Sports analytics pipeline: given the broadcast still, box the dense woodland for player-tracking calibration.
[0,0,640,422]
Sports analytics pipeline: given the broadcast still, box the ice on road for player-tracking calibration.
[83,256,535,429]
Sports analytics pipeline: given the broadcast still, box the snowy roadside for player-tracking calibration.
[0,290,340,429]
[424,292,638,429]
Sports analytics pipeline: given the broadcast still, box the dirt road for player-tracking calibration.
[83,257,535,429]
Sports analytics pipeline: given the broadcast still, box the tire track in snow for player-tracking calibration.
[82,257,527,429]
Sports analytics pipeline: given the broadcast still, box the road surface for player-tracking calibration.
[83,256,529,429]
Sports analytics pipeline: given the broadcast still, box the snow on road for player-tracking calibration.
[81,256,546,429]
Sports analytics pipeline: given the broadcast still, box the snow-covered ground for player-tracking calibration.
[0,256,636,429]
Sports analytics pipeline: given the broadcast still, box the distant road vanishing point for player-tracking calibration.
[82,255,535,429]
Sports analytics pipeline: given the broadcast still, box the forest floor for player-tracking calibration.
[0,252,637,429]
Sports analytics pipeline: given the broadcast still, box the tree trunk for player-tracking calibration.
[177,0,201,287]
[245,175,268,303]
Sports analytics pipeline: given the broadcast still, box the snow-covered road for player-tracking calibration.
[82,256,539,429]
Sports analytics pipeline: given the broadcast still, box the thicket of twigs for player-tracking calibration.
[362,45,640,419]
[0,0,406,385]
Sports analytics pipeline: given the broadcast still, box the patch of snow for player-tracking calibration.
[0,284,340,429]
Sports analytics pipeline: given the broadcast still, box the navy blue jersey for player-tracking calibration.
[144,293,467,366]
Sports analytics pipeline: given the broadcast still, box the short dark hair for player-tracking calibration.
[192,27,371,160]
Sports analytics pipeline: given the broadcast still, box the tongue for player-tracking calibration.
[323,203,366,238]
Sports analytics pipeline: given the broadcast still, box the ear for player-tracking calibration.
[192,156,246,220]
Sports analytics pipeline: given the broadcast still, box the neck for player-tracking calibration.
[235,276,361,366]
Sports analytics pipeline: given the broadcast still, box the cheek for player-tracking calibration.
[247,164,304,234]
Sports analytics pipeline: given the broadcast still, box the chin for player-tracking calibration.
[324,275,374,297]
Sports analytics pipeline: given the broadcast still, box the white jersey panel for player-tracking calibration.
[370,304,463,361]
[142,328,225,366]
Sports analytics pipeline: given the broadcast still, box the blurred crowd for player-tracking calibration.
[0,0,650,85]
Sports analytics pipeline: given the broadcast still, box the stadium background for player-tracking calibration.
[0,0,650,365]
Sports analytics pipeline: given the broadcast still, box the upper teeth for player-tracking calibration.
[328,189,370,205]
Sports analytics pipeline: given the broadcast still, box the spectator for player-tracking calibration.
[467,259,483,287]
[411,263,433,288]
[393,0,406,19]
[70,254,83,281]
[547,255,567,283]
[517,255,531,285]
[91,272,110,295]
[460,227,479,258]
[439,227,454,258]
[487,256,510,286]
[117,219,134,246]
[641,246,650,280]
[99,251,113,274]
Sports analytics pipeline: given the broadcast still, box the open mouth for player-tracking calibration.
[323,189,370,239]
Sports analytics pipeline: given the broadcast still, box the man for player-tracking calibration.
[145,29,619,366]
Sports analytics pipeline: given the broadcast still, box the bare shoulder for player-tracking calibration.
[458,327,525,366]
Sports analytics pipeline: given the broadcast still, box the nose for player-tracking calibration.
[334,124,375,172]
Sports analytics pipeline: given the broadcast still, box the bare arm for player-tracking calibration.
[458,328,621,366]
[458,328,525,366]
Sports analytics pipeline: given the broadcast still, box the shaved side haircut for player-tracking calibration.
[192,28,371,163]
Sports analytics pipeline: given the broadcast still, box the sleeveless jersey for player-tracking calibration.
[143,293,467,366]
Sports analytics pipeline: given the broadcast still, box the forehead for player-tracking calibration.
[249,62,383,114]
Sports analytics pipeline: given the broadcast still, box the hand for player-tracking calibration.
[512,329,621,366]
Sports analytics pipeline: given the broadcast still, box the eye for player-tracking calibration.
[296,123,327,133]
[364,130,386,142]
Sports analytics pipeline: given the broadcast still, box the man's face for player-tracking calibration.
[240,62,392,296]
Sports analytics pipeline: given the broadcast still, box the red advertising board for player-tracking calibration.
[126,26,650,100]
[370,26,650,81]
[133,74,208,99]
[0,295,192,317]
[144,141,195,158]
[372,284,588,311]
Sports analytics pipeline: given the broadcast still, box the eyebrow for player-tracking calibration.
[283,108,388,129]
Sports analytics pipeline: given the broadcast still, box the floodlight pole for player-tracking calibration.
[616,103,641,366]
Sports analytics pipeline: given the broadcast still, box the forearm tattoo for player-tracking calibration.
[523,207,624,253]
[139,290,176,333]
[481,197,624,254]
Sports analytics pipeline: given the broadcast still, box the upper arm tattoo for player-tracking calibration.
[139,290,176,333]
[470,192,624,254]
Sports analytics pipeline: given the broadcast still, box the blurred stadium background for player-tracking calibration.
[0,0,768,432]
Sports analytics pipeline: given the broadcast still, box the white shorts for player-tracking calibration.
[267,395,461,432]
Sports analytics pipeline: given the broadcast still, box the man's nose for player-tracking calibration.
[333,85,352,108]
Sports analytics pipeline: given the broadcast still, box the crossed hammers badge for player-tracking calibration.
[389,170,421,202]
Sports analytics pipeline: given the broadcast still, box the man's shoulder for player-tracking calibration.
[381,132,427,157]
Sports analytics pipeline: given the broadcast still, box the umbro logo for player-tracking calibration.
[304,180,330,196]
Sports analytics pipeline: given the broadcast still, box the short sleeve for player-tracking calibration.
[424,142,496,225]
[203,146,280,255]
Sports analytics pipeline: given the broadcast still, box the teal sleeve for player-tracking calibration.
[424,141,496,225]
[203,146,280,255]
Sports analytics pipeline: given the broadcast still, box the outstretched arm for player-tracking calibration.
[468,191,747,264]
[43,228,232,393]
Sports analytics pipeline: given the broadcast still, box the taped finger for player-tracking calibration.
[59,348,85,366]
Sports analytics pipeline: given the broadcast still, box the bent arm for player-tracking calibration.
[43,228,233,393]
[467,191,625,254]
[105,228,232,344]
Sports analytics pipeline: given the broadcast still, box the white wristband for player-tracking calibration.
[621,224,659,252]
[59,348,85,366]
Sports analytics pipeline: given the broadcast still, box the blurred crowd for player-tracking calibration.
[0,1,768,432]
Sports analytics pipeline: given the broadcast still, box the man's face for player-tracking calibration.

◆ EXERCISE TASK
Write out every one of the records above word for word, changing nothing.

◆ FULL OUTPUT
Sports analytics pipeline: given the broadcast still, box the dense woodland for player-tracking calibration.
[0,0,640,422]
Sports analytics pipeline: given the broadcast still, box the ice on road for player-tracking calibration.
[83,256,535,429]
Sports analytics pipeline: given the broadcast still, box the snowy roadside for player-tracking calibration.
[0,290,340,429]
[424,292,638,429]
Sports analytics pipeline: given the broadcast still, box the dirt road for player-tracking calibration.
[83,257,535,429]
Sports analytics pipeline: given the broadcast still, box the tire track in snow for player-tracking calibration.
[82,257,527,429]
Sports analytics pipeline: given the broadcast still, box the road surface for player-tracking calibration.
[83,256,529,429]
Sports analytics pipeline: given the broadcast still, box the snow on road for player-tracking calibration.
[81,256,546,429]
Sports analytics pipeline: given the broadcast still, box the snow-covered ground for player-tracking calibration.
[0,256,636,429]
Sports analytics pipeline: given the broadcast still, box the distant road vanishing point for player-tracking calibration.
[82,255,535,429]
Sports analytics pipeline: given the broadcast still, box the forest floor for player-tracking calibration.
[0,252,637,429]
Sports analytics pipeline: given the broadcast still, box the tree trunk for player-tracking calibration.
[177,0,201,287]
[245,175,268,303]
Sports analytics pipeline: given the broadcast still, box the snow-covered road for player-tracking calibration.
[82,256,539,429]
Sports analytics pipeline: given the broadcast still, box the thicket of twigs for player-tracking calibration.
[362,45,640,419]
[0,0,406,385]
Sports analytics pipeline: given the broadcast still, box the patch of snow for player-tracking calibration.
[0,284,340,429]
Sports analytics pipeline: given the broadcast still, box the navy blue jersey for player-tracking calibration.
[144,293,467,366]
Sports analytics pipeline: given the broadcast still, box the short dark hair for player-tracking calibration.
[192,27,371,160]
Sports analytics pipeline: given the broadcast still, box the tongue for player-tracking calibration.
[323,203,366,238]
Sports analytics pipeline: given the broadcast still, box the ear for player-tracking calibration.
[192,156,246,220]
Sports analytics pipeline: given the broadcast still, box the neck for player-tracking calibration.
[235,276,361,366]
Sports analytics pipeline: given the broadcast still, box the cheek for player-tracking calibration.
[247,164,304,234]
Sports analytics pipeline: given the broadcast still, box the chin for player-tracking calibration.
[324,275,374,297]
Sports analytics pipeline: given the broadcast still, box the white jersey panel for player-tracking calibration.
[370,304,463,361]
[142,328,225,366]
Sports analytics pipeline: given the broadcast still, box the blurred crowd for player-tracking calibration.
[0,0,650,85]
Sports analytics pipeline: given the broadcast still, box the stadium background for player-tracking calibration.
[0,0,650,365]
Sports analytics pipeline: given the broadcast still, box the upper teeth for player-tracking calibration.
[328,189,370,205]
Sports analytics pipeline: given the broadcast still, box the spectator for player-tracking calibration.
[467,259,483,287]
[411,263,433,288]
[393,0,406,19]
[70,254,83,281]
[547,255,567,283]
[517,255,531,285]
[91,272,110,295]
[460,227,479,258]
[439,227,454,258]
[487,256,510,286]
[117,219,134,246]
[641,246,650,280]
[99,251,113,274]
Sports analytics pipeline: given the broadcast still, box the open mouth for player-tracking calibration.
[323,189,370,239]
Sports analytics pipeline: given the broadcast still, box the man for player-tracking calibration.
[145,29,619,366]
Sports analytics pipeline: given the broadcast still, box the bare shoulder for player-tracking calibration.
[458,327,525,366]
Sports analytics pipeline: given the broadcast still, box the nose for player-tracking calibration.
[334,124,375,172]
Sports analytics pipeline: given the broadcast still, box the bare arm for player-tracking calibration.
[458,328,621,366]
[458,328,525,366]
Sports analytics pipeline: given the broadcast still, box the shaved side haircut for player-tracking calibration.
[192,28,371,163]
Sports analytics pipeline: given the broadcast still, box the sleeveless jersey for player-tracking calibration.
[143,293,467,366]
Sports analytics pipeline: given the broadcast still, box the forehead for player-tracking calibration.
[249,62,383,114]
Sports analytics pipeline: given the broadcast still, box the hand for player-tracking calibration.
[512,329,621,366]
Sports analytics pipeline: given the broadcast still, box the eye for player-tracking calibration.
[296,123,327,133]
[364,130,386,142]
Sports analytics pipeline: given the broadcast still, box the man's face for player-tracking calibration.
[240,62,392,296]
Sports analytics pipeline: given the broadcast still, box the red advertising board for player-tracking calibration.
[126,26,650,100]
[370,26,650,81]
[133,74,208,99]
[0,295,192,317]
[144,141,195,158]
[372,284,588,311]
Sports analytics pipeline: given the broadcast still, box the eyebrow for player-tracking calibration.
[283,108,388,129]
Sports analytics pipeline: given the broadcast still, box the floodlight pole for player-tracking calibration.
[616,103,641,366]
Sports analytics pipeline: given the broadcast still, box the forearm tattoo for player-tracking calibration.
[523,207,624,253]
[139,290,176,333]
[481,197,624,254]
Sports analytics pipeline: given the broadcast still, box the upper arm tattoo for player-tracking calibration.
[139,290,176,333]
[470,192,624,254]
Sports analytics pipeline: given the broadcast still, box the blurred stadium background for player-tracking calibration.
[0,0,768,432]
Sports analytics pipeline: given the broadcast still, box the white shorts for player-tracking calibration.
[267,395,461,432]
Sports analytics pipeline: given the broadcast still, box the man's nose for player-tracking calibration.
[333,85,352,108]
Sports analytics pipeline: given the broadcast still, box the crossed hammers badge for player-tracking calibration.
[389,170,421,202]
Sports analytics pipeline: given the broadcast still, box the man's shoulder for player-tracking calibration.
[381,132,427,157]
Sports analytics pipeline: given the broadcast still, box the umbro logo for player-tracking calibration.
[304,180,330,196]
Sports analytics pipeline: given the broadcast still, box the short sleeve for player-tracking calibration.
[424,142,496,225]
[203,146,280,255]
Sports analytics pipeline: given the broadcast still, box the teal sleeve for player-tracking calibration.
[424,141,496,225]
[203,146,280,255]
Sports analytics pipeline: given the broadcast still, box the outstretched arm for player-tracking calibration.
[468,191,747,264]
[43,228,232,393]
Sports analytics pipeline: given the broadcast still, box the taped finger for player-tracking calibration.
[59,348,85,366]
Sports analytics pipeline: given the broadcast still, box the bent arm for player-tracking calibration.
[43,228,233,393]
[467,191,625,254]
[105,228,232,344]
Sports analytics pipeline: given the broadcast still, box the white wristband for player-tracking calibration.
[621,224,659,252]
[59,348,85,366]
Sports analytics pipeline: given the broadcast still, box the blurred crowd for player-tracking calibration.
[0,1,768,432]
Sports analytics pipeline: given the broadcast still, box the man's face for player-tracking calibration.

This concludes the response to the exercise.